» **Task statement**: Return the exact lines spanning from the line with "Task — mark the white teeth, giving" through the last line of the entries, boundaries included, and no others.

» **Data provided**:
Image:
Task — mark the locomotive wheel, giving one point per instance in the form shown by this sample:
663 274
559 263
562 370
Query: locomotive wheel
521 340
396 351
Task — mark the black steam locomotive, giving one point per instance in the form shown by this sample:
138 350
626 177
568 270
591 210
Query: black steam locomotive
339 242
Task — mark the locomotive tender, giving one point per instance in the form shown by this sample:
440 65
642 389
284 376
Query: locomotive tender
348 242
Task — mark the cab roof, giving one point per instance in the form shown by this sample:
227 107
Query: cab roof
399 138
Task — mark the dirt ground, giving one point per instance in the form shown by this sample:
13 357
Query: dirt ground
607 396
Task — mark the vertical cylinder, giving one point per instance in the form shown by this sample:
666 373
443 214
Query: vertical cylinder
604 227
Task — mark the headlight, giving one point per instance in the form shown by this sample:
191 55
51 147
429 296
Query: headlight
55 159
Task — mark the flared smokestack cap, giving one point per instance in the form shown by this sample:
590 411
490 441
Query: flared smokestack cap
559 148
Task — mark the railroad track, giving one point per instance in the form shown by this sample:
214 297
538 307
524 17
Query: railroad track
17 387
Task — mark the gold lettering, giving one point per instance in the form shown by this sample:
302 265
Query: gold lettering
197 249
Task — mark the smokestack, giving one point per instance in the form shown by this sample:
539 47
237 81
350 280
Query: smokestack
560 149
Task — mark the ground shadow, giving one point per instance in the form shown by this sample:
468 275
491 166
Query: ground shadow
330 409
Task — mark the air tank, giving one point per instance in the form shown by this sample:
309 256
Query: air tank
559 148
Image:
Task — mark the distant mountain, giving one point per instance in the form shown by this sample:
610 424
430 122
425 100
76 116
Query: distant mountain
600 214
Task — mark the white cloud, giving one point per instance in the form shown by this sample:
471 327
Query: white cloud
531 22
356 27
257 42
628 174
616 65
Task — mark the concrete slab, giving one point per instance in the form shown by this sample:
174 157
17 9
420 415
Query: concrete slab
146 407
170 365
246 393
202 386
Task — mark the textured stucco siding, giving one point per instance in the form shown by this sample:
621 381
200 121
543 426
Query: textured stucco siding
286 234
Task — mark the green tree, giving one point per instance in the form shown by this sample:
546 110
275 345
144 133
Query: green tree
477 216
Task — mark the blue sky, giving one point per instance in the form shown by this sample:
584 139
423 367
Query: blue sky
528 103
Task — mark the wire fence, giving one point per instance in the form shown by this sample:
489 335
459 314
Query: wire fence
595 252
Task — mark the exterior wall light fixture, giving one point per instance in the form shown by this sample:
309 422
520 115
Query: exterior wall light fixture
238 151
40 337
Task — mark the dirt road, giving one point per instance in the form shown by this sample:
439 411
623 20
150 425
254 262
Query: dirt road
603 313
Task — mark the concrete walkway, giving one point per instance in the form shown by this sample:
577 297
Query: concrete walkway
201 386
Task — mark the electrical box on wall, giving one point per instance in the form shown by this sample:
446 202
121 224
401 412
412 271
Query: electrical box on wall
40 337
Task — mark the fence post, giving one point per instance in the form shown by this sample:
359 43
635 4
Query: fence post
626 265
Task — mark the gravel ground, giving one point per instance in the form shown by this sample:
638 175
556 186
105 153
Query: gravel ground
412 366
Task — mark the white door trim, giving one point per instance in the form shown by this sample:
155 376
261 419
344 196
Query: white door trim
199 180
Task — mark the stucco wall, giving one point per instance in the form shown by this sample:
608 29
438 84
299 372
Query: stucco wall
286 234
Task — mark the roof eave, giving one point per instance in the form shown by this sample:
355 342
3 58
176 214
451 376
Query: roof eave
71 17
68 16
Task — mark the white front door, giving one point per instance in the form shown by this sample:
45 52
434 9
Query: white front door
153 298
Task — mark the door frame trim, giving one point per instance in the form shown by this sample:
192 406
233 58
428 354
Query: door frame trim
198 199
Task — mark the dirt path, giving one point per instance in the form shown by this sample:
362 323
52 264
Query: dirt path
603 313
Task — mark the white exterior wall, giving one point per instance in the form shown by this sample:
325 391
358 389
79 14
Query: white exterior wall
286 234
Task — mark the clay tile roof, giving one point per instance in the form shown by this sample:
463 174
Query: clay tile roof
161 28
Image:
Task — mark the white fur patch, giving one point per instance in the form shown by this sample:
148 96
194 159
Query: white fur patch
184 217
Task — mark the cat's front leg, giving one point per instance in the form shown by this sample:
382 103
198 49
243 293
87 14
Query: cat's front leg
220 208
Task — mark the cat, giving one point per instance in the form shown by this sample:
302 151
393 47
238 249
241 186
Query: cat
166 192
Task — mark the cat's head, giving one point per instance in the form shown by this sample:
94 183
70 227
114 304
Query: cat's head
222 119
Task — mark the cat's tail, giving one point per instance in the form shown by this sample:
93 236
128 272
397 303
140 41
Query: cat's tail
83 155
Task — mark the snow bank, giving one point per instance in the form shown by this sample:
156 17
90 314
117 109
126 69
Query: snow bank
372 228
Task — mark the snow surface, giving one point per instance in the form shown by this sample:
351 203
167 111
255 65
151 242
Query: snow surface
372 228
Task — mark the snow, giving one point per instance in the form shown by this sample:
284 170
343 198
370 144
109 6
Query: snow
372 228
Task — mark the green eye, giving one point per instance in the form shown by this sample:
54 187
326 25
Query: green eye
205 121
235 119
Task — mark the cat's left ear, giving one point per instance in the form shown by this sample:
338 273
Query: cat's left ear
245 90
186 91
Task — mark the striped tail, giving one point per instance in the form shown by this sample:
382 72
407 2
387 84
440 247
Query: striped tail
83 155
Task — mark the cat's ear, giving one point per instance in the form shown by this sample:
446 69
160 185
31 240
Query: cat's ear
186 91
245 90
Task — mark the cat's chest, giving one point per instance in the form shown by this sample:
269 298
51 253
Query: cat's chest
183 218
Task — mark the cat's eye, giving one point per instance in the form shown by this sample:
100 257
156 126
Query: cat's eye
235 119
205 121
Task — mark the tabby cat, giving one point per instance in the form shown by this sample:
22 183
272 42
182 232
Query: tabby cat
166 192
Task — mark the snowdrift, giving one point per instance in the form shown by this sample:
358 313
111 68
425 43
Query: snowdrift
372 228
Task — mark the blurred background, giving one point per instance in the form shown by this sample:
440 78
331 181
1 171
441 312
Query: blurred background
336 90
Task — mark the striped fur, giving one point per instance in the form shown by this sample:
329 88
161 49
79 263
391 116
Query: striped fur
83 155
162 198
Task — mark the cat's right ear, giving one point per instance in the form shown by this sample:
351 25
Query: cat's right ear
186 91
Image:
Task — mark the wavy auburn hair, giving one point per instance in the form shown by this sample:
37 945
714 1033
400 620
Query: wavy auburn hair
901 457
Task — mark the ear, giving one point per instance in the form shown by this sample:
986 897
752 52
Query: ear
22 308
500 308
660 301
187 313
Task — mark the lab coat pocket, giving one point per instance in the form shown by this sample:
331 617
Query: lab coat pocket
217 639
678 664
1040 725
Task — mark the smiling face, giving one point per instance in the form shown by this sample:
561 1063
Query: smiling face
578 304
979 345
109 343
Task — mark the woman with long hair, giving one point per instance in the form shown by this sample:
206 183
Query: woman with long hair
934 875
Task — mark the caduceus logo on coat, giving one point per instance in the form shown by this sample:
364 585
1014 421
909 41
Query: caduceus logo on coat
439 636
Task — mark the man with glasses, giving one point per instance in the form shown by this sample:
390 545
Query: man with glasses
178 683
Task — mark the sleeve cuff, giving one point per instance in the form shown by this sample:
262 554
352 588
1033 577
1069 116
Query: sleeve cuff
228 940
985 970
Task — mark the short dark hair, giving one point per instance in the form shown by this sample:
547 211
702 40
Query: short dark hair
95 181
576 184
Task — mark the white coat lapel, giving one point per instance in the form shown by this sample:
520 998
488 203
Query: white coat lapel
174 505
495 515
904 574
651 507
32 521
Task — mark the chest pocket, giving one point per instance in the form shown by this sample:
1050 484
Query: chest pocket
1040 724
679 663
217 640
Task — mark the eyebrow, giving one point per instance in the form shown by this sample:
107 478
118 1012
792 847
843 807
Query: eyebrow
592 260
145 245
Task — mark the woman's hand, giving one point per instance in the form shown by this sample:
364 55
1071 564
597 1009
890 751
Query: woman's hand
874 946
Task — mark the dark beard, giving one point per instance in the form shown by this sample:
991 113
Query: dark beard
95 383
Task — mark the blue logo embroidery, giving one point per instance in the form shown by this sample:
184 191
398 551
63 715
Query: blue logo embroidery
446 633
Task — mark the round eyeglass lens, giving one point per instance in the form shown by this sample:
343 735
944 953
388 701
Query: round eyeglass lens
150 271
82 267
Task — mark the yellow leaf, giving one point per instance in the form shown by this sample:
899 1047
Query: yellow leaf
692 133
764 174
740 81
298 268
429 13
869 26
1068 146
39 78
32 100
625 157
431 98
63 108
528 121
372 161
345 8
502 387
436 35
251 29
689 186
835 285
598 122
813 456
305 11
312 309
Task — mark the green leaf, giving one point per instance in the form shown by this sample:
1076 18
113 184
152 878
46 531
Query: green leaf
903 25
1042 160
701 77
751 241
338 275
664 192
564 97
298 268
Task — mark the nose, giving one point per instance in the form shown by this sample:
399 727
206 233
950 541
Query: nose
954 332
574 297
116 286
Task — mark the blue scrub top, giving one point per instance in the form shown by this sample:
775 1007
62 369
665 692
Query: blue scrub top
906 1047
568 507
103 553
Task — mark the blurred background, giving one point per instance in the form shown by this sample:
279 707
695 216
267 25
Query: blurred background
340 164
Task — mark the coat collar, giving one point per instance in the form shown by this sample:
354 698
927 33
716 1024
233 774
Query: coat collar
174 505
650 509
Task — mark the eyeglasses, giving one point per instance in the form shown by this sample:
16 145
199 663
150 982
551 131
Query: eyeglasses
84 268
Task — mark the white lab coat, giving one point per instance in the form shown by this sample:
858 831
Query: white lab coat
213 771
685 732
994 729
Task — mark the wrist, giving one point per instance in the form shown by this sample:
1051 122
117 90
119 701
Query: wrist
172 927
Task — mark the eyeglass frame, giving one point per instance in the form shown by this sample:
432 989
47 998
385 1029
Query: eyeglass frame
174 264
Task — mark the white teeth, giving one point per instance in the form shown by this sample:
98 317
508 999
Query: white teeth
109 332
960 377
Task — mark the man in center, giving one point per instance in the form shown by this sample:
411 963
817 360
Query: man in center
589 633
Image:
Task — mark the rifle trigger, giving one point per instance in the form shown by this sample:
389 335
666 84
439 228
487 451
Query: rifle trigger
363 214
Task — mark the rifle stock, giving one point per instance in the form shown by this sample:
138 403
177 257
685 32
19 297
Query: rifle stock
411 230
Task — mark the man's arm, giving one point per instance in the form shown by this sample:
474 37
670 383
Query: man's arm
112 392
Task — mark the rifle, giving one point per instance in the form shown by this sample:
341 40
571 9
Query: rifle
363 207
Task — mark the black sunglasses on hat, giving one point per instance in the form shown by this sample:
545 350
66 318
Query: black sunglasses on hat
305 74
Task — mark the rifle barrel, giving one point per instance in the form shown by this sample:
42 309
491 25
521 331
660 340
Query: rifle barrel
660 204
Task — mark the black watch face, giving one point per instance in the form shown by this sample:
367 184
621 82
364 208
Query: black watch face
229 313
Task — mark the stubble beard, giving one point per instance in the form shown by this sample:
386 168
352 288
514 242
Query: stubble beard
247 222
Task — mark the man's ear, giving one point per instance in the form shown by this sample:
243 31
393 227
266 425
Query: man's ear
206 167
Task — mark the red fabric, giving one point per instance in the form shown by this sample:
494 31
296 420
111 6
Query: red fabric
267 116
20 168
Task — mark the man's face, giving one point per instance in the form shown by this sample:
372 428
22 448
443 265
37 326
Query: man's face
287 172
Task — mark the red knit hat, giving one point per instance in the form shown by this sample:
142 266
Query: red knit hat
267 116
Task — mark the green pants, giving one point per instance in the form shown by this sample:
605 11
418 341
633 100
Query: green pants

» **Reply**:
Task — mark the white teeth, giving one point per instance in the form shown by this sample:
98 317
508 999
Query: white teeth
109 332
960 377
Task — mark the man in center, giving one point per instance in the form shown by this sample:
411 963
817 360
Query: man in center
589 633
Image:
Task — mark the rifle trigger, giving one point per instance in the form shown by this sample:
389 335
666 84
439 228
487 451
Query: rifle trigger
363 214
Task — mark the rifle stock, giving one point per instance in the form shown by this sample:
138 403
177 257
685 32
19 297
Query: rifle stock
411 230
Task — mark the man's arm, giving one point per instance in the form shown by this sample:
474 37
670 383
Query: man's arm
112 392
Task — mark the rifle, giving one point per instance in the form shown by this sample:
341 40
571 9
Query: rifle
363 207
Task — mark the black sunglasses on hat, giving one point per instance in the form shown by this sample:
545 350
66 318
Query: black sunglasses on hat
305 74
Task — mark the rifle barrel, giving one point per instance in the form shown by this sample:
42 309
491 25
521 331
660 340
Query: rifle barrel
660 204
Task — mark the black watch face, giving one point per instance in the form shown by this sample:
367 184
621 82
364 208
Query: black watch face
229 313
Task — mark the stubble beard, giving one point per instance in the form shown by this sample:
386 168
352 288
514 242
Query: stubble beard
247 222
Task — mark the man's ear, giving one point per instance in the form shown by this sample:
243 31
393 227
266 425
Query: man's ear
206 167
Task — mark the red fabric, giving one point per instance in the form shown by this sample:
494 31
296 420
111 6
Query: red fabric
267 116
20 168
Task — mark the man's face, giving one point per instance in the form shown by this sample:
372 428
22 448
443 265
37 326
Query: man's face
287 172
Task — mark the red knit hat, giving one point per instance in the form shown by this sample:
142 266
Query: red knit hat
267 116
Task — mark the green pants, giving one point per instance in the form shown by this sample:
605 11
418 341
633 100
Query: green pants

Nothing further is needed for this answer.